*** Passage Section Begins ***

Sustainable solutions to climate change are nowhere near simple, traversing science, business, culture, and beyond. From organizational strategy to supply chain operations, management stands out as a critical link between people searching for answers in every industry and academic sector. Interdisciplinary by nature, management research is uncovering new ways to solve a complex global problem.
Over the past three years, the Delve podcast has tackled numerous management arenas, but during the past year, the podcast concentrated its inquiry into how the pandemic has shed new light on global issues, such as climate change, healthcare, and the world of work. As heatwaves increase around the world and weather patterns become even more unpredictable, top researchers at the McGill Desautels Faculty of Management offer novel solutions to the climate crisis—solutions that link multiple industries, regulatory bodies, leaders, entrepreneurs, workers, and consumers. Because the only way forward is together.
How can management research contribute to mitigating climate change? By providing insights on management change and how to implement it, including organizational strategy, policy implications, and regulatory shifts that help rebalance society and support sustainability.
The “New Normal” Delve podcast series, hosted and produced by journalist Dave Kaufman and featuring Desautels professors, tackles the issue of climate change from a post-pandemic perspective. Three key episodes dive into:
- How to slow down fast fashion’s environmental impact through regulatory change, industry compliance, and consumer awareness.
- How sustainability-focused supply chain management could decrease the environmental impact of supply chain greenhouse gas emissions.
- How small and medium-sized businesses (SMEs) have a big role to play in the climate sustainability picture.
With 10% of all global and greenhouse gas emissions caused by clothing and footwear production alone—more than all maritime shipping and flights combined—the fashion industry is due for an overhaul. What does a truly sustainable fashion industry model look like?
In episode 9 of the second season of The “New Normal,” Desautels operations management Professor Javad Nasiry discusses the environmental impact of the fast fashion industry and what can be done to lessen its carbon footprint. Nasiry examines initiatives already underway and whether they have made a measurable difference, delving into the question of what an alternative to today’s fast fashion would look like and if it could make the industry more sustainable.
“The reason that these business models are successful is because customers have a willingness to pay for these styles and products, but of course, the waste side is not really taken into account,” explains Nasiry. “A holistic solution to the problem of waste needs to take into account which part of the supply chain you are trying to focus on, and also the consequences of the solutions that you are developing in one part of the entire supply chain.”

*** Passage Section Ends ***

* **Tasks and exercises**:
1) In the piece on management research and climate change, who hosts and produces The "New Normal" Delve podcast series?
2) Set down the part of the climate change piece starting with "Sustainable solutions to" and going on through "complex global problem.".

*** Material shown Section Begins ***

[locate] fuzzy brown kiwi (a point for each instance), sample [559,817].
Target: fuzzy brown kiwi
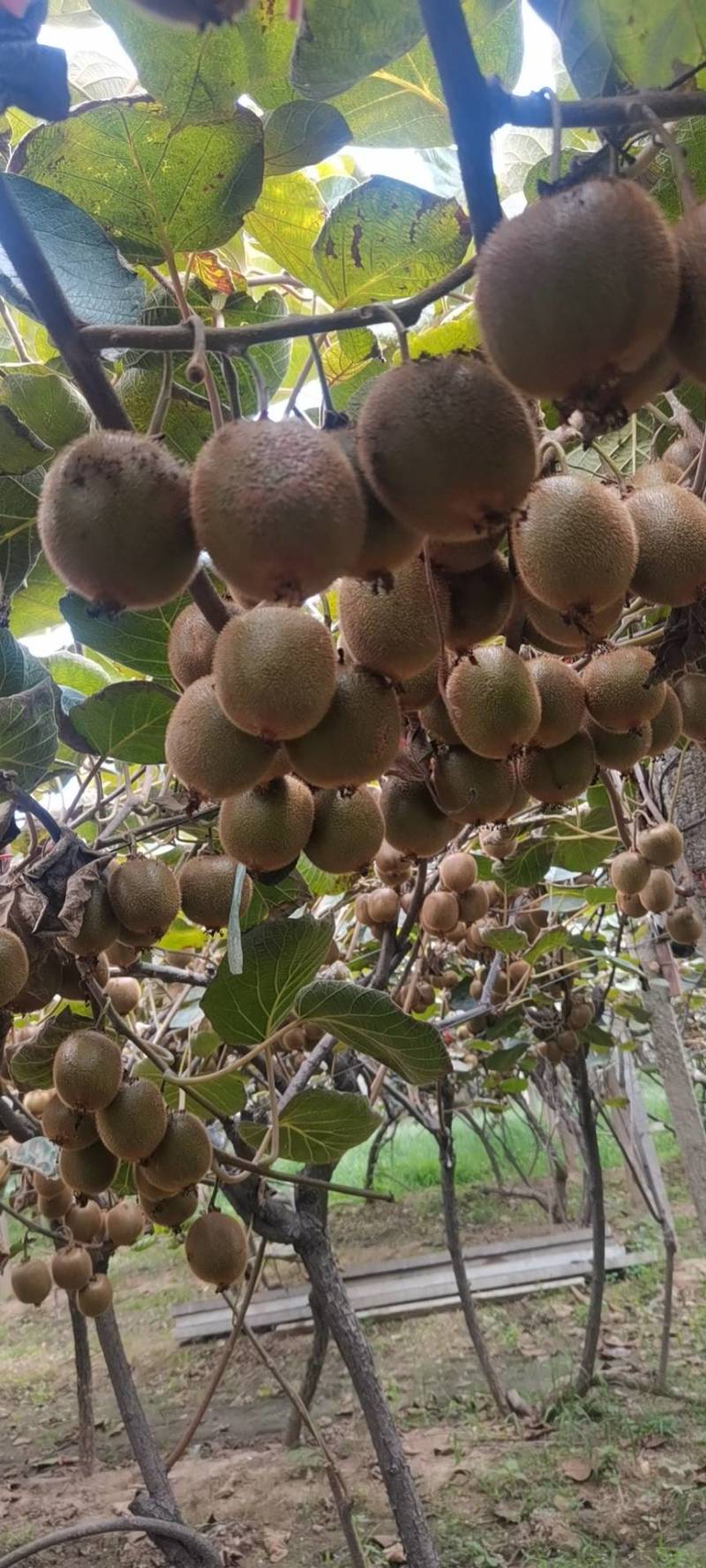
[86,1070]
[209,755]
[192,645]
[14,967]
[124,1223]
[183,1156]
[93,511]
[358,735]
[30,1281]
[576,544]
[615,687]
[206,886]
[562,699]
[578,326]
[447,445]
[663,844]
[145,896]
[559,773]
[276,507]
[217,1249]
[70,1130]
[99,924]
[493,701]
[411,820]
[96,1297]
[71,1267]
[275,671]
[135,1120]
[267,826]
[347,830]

*** Material shown Section Ends ***
*** Material shown Section Begins ***

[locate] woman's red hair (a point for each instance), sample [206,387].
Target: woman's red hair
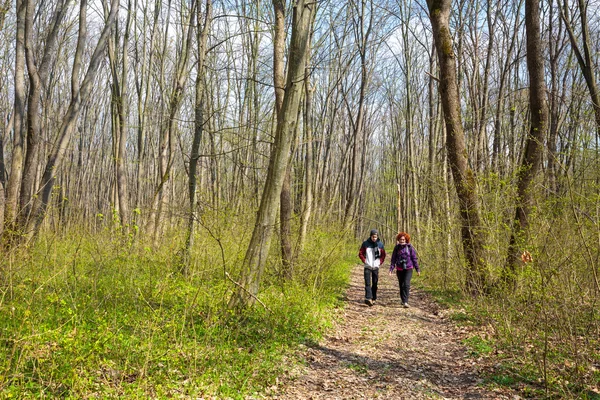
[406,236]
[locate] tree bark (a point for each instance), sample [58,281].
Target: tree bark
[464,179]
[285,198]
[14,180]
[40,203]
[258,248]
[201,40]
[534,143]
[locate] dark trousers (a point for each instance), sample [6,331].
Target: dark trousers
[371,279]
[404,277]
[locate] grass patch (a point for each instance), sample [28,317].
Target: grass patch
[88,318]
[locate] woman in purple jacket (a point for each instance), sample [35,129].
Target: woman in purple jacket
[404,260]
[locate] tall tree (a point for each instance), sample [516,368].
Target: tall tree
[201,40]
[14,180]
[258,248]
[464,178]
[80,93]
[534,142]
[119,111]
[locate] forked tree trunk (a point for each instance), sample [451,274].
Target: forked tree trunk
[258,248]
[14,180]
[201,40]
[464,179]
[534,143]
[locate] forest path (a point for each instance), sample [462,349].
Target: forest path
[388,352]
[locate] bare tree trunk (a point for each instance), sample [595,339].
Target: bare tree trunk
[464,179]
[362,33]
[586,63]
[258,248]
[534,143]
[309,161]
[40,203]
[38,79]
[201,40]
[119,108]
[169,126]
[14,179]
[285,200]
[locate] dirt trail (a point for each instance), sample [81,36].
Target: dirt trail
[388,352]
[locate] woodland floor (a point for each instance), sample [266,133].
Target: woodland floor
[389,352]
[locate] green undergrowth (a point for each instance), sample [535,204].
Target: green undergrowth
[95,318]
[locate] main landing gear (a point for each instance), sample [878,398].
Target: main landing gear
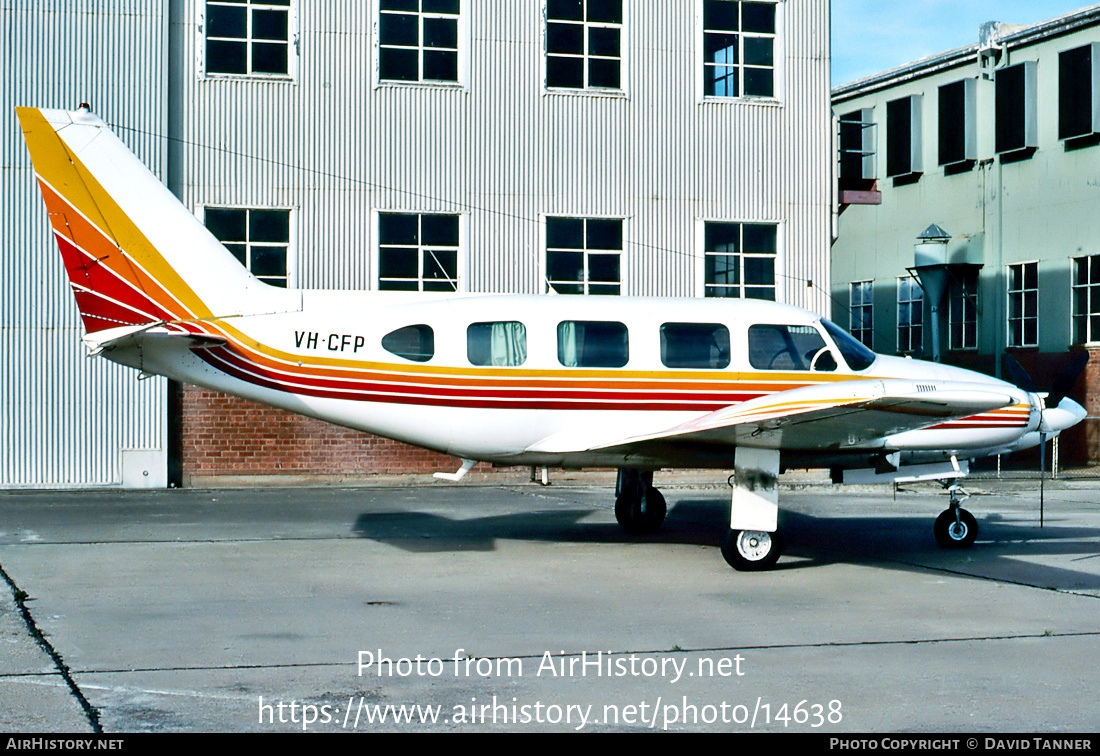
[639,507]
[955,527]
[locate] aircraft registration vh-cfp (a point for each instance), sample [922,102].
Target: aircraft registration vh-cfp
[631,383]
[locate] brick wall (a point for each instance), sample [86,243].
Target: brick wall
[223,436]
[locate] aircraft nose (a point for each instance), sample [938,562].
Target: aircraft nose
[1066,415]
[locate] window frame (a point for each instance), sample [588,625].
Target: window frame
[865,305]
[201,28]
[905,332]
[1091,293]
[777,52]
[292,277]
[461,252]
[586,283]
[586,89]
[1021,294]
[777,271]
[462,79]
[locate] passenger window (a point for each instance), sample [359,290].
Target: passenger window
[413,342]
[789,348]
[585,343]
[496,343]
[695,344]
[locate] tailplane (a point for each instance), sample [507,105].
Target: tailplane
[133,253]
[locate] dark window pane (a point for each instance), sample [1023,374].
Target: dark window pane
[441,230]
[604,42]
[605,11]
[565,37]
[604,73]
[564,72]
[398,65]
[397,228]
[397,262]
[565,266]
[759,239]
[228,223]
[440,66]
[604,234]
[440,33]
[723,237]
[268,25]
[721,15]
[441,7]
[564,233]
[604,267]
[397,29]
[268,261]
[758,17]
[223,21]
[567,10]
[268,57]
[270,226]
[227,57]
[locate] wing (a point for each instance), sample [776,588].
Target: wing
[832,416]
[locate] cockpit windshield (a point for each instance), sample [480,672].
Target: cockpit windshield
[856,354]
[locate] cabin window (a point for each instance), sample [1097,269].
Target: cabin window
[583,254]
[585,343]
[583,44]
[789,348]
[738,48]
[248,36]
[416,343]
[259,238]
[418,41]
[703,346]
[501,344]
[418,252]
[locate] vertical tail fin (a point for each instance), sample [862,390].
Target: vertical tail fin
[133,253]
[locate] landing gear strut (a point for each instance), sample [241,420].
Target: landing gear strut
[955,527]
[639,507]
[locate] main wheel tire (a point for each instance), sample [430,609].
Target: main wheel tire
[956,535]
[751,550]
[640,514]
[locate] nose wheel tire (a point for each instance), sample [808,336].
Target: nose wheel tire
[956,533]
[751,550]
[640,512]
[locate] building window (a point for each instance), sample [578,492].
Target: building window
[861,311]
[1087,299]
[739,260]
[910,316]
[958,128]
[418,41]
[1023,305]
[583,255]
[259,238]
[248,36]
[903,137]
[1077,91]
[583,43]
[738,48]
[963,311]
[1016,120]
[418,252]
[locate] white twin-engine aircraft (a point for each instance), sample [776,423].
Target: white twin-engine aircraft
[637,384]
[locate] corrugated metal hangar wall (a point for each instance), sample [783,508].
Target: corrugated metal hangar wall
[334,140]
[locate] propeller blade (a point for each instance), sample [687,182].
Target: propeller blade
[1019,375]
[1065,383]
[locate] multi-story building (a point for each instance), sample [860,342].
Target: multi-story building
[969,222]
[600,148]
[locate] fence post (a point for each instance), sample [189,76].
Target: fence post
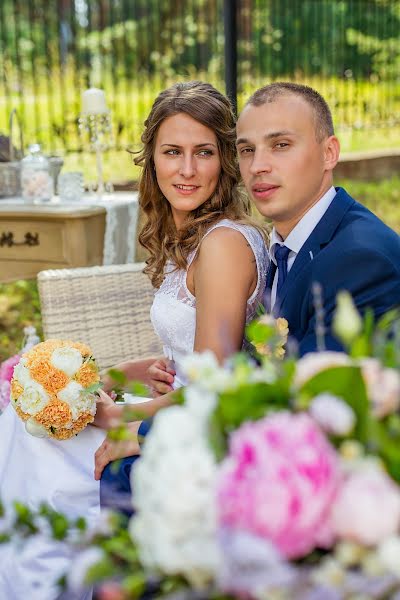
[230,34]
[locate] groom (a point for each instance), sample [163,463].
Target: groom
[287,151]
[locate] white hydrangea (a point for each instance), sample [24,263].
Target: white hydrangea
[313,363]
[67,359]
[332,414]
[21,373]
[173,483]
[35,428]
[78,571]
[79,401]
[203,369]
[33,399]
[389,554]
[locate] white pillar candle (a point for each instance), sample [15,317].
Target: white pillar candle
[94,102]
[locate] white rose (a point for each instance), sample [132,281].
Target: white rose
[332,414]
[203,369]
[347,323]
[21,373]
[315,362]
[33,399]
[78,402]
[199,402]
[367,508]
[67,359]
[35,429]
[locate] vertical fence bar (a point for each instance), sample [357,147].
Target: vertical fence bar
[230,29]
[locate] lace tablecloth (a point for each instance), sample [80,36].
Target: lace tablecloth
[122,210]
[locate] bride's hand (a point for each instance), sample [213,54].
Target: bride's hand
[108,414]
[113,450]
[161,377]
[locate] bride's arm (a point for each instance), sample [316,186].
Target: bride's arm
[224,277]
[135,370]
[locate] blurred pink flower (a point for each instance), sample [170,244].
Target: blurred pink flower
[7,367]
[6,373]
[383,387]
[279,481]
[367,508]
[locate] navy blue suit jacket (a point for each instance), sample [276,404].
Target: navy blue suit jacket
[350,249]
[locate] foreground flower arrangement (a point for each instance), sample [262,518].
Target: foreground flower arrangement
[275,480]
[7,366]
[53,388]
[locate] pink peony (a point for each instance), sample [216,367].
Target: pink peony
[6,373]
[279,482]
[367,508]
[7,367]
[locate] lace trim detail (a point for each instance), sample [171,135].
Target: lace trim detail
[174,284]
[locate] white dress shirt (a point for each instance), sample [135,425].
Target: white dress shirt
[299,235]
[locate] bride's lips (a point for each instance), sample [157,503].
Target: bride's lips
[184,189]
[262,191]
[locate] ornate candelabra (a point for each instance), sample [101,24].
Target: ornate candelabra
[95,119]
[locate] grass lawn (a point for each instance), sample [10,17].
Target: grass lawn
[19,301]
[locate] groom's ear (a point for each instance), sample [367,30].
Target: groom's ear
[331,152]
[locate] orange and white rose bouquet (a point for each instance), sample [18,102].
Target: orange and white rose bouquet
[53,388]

*** Material shown Section Ends ***

* **Responses to the exercise**:
1) Journalist Dave Kaufman hosts and produces it.

2)
Sustainable solutions to climate change are nowhere near simple, traversing science, business, culture, and beyond. From organizational strategy to supply chain operations, management stands out as a critical link between people searching for answers in every industry and academic sector. Interdisciplinary by nature, management research is uncovering new ways to solve a complex global problem.